__Given records__:
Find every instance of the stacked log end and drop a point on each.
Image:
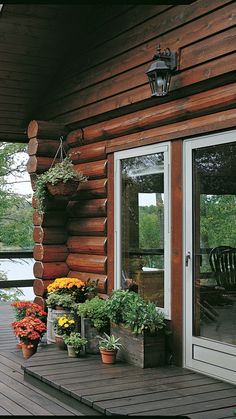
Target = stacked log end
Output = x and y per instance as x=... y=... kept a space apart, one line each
x=87 y=213
x=70 y=237
x=50 y=234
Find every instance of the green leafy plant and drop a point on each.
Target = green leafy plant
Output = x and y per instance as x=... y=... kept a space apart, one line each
x=95 y=311
x=109 y=343
x=133 y=311
x=144 y=316
x=75 y=340
x=64 y=325
x=56 y=299
x=61 y=172
x=119 y=303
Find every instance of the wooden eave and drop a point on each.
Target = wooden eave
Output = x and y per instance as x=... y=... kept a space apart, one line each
x=34 y=41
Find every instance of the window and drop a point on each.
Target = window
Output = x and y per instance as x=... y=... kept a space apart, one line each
x=142 y=233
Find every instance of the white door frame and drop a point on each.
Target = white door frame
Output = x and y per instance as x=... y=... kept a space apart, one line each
x=201 y=354
x=164 y=148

__To do__:
Return all of the rows above word for word, but leave out the picture.

__Response__:
Find every instance of the stacked log end and drop a point on each.
Image:
Target = stacked log end
Output = x and y per instance as x=... y=... kept a space apart, one line each
x=87 y=213
x=70 y=237
x=50 y=234
Find every instance of the green leafy plant and drop a point on each.
Target = green leafy plant
Output = x and y per instance as x=... y=... kept a space apart, one line each
x=95 y=311
x=109 y=343
x=133 y=311
x=144 y=316
x=75 y=340
x=64 y=325
x=56 y=299
x=61 y=172
x=119 y=303
Find every instance of the wooden eave and drop a point on each.
Target = wooden eave
Output = x and y per instance as x=... y=... kept a space apart, one line each
x=34 y=41
Find every instance of the window and drop a point on each.
Target = window
Output = x and y per instance as x=... y=... kept a space apart, one line each
x=142 y=233
Find every instance of the white door frame and drop a point on each.
Target = white door frame
Output = x and y per instance as x=... y=... kept a space apart, one line each
x=201 y=354
x=164 y=148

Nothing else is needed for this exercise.